## TASK REQUIREMENTS
An exact retyping of every record is required.

------ DATASET ENTRIES

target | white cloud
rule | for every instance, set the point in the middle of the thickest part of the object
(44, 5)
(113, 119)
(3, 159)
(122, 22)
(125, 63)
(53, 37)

------------

## EXERCISE RESULT
target | white cloud
rule | for every instance, set the point in the middle of the thickest part of the object
(44, 5)
(113, 119)
(3, 159)
(122, 22)
(125, 63)
(53, 37)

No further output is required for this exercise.